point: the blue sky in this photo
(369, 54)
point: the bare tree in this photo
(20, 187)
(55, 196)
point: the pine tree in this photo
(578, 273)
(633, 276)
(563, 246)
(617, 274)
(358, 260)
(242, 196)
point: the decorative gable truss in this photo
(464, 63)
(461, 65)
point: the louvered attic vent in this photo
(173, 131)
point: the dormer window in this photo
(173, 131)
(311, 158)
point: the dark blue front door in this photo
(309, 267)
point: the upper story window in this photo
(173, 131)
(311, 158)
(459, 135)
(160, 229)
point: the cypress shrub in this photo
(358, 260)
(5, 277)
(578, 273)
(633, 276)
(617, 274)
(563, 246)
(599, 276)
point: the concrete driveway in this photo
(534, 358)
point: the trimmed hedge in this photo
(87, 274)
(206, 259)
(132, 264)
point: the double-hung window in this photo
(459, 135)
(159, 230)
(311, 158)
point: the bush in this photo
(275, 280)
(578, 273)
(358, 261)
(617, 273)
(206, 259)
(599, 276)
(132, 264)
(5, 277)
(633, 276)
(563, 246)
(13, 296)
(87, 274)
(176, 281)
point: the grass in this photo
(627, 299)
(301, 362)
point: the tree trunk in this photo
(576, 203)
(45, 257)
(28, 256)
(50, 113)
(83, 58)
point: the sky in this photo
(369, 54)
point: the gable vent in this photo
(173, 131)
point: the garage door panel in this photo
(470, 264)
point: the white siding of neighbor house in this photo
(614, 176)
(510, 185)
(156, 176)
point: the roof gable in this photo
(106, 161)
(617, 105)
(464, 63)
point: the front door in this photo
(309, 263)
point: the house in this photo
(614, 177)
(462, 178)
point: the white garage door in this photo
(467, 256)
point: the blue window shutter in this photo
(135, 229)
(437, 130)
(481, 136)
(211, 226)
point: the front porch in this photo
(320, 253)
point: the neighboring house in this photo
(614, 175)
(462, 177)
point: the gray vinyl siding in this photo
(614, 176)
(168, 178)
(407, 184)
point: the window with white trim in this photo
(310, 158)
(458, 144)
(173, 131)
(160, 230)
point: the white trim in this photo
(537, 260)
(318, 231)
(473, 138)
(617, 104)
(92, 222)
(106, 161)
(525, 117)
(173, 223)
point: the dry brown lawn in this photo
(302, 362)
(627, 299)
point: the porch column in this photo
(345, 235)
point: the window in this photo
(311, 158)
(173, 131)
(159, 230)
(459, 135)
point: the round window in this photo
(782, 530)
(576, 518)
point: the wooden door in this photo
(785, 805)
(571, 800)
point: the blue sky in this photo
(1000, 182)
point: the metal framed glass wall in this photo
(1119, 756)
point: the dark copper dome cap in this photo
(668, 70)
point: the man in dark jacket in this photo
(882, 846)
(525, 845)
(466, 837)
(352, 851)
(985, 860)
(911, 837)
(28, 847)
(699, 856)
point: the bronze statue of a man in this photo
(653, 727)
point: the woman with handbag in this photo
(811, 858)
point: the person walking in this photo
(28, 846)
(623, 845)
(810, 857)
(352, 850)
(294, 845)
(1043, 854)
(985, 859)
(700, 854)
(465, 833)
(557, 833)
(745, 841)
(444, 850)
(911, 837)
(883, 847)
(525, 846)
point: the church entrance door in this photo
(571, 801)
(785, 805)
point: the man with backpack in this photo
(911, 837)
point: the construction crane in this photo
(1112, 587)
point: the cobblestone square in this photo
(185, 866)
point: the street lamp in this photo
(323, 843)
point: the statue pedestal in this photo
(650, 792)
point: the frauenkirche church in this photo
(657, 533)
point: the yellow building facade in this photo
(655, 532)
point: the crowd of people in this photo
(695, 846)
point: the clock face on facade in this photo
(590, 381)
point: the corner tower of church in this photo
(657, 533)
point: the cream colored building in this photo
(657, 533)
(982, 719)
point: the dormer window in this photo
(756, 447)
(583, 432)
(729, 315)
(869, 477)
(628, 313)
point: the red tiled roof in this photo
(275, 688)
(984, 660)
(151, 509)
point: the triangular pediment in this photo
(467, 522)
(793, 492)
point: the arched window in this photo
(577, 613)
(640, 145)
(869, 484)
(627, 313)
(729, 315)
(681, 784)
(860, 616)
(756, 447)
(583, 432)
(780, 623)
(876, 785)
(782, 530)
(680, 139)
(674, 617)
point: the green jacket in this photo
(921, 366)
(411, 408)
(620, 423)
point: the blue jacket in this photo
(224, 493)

^^^^^^^^^^^^^^^^

- What you are asked to do: Copy out everything in the records word for word, from the line containing "point: the man with backpack in this photo" down to the end of the records.

- Completed task:
point: the man with backpack in this photo
(911, 837)
point: the construction crane in this photo
(1112, 587)
point: the cobblestone square in this photo
(185, 866)
point: the street lamp in this photo
(323, 843)
point: the statue pedestal in this photo
(650, 792)
point: the frauenkirche church in this photo
(657, 533)
point: the yellow building facade in this photo
(655, 532)
point: the crowd of people in this photo
(695, 846)
point: the clock face on facade in this photo
(590, 381)
point: the corner tower of church in this photo
(657, 533)
point: the cream colored building in this photo
(657, 533)
(982, 719)
point: the dormer window in this photo
(756, 447)
(583, 432)
(729, 315)
(869, 477)
(628, 313)
point: the red tiled roof in this photo
(275, 688)
(984, 660)
(151, 509)
point: the triangular pediment in this photo
(467, 522)
(793, 492)
point: the arched window in this photo
(577, 613)
(640, 145)
(869, 484)
(627, 313)
(729, 315)
(681, 784)
(860, 616)
(756, 447)
(583, 432)
(780, 623)
(876, 785)
(782, 530)
(680, 139)
(674, 617)
point: the green jacket in this photo
(921, 366)
(411, 408)
(620, 423)
point: the blue jacket in this photo
(224, 493)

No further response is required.